Задание:
Чей взгляд и голос, согласно тексту о книге Марии Степановой «Киреевский», представляет раздел «Подземный патефон»?

М а р и я С т е п а н о в а. Киреевский. СПб., «Пушкинский фонд», 2012, 64 стр.
В рецензии на книгу Степановой Григорий Дашевский пишет: «На обложке новой книги Марии Степановой стоит имя собирателя русских песен Петра Киреевского: как всякий словарь — „даль” и всякие сказки — „афанасьев”, так и всякие народные песни — „киреевский”. Удивительным образом песни и вообще неличные стихи у нее кажутся естественным способом выражения, а стихи от имени автономного „Я” — стилизацией уже отживших форм. Но материя этой поэзии автономного „Я” сохранена как раз в неличных стихах — лишенная твердой формы, одичавшая, словно ухнувшая в какой-то кипящий чан, в стиховой солярис. На мгновение мелькающие в его волнах ритмические или словесные цитаты, какая-нибудь рифма „комик-домик”, не требуют опознания („ага, это из Пастернака!”), не объединяют опознавших в сообщество наследников и знатоков высокой культуры. Эти цитаты не служат паролем какому-то кругу, а входят в никакому кругу не принадлежащий ничейный язык, и потому они требуют лишь самой мимолетной и слабой реакции — „а, что-то знакомое”» [5] .
Наблюдения Дашевского точны и глубоки, к его рецензии я еще буду возвращаться, а пока замечу лишь, что не стоит искать у Степановой каких-то параллелей к текстам из собрания Киреевского, да и собственно «стилизаторский» раздел «Киреевский» составляет всего десяток стихотворений. Другие разделы — «Девушки поют», «Подземный патефон» и «Добавления (четыре оперы и два стихотворения)». «Девушки поют», как, впрочем, и «Киреевский», представляет по преимуществу взгляд и голос женский, «Подземный патефон» — мужской. «Оперы», конечно же, никакие не оперы, а небольшие непесенные стихотворения — загадочные фантасмагории даже не на сюжеты, а на трудноузнаваемые, перелицованные в современные житейские и речевые реалии зерна известных оперных коллизий.

Раздел данных:

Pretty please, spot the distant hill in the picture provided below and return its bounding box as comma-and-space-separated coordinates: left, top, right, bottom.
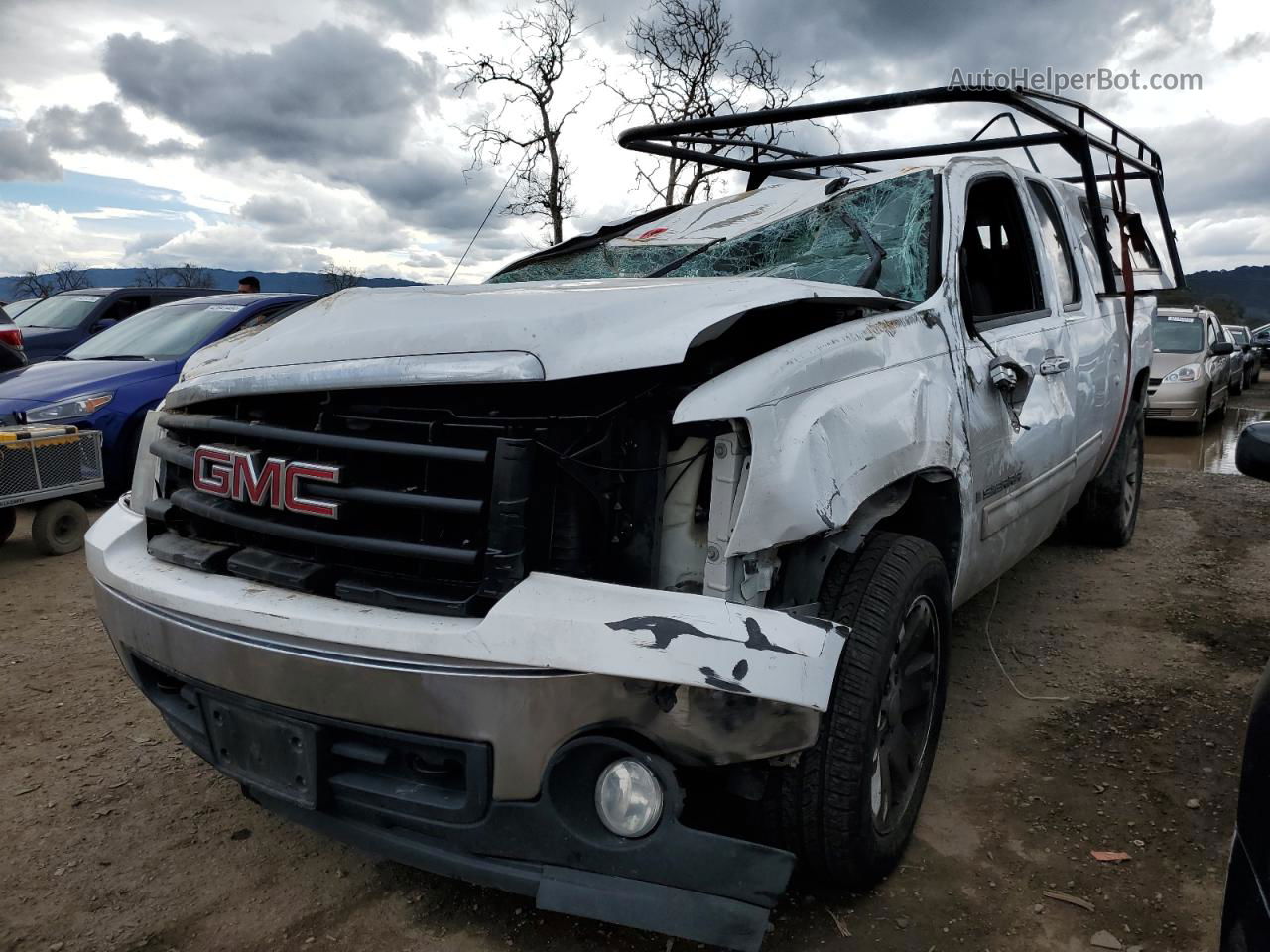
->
1187, 264, 1270, 327
0, 268, 419, 300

Ответ:
Мужской взгляд и голос.